>>>
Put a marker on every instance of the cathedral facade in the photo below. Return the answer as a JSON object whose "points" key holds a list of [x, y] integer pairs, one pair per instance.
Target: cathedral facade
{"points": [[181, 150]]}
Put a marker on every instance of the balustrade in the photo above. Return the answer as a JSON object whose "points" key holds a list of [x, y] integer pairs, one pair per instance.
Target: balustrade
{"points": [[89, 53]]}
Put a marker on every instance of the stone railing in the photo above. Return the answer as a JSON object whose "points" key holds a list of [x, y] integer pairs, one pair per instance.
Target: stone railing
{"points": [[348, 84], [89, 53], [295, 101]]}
<<<
EXERCISE: Rewrite the rows from the one containing "Put a marker on every instance of the stone" through the end of the rows, replacing "stone railing" with "stone parapet" and leaving everything else the same.

WORKED ANSWER:
Put a marker on every instance of the stone parapet in the photo above. Return the answer as a JSON object whose "points" key holds a list of [x, y] integer pairs, one pair per instance.
Target: stone parapet
{"points": [[348, 84], [89, 53], [295, 101]]}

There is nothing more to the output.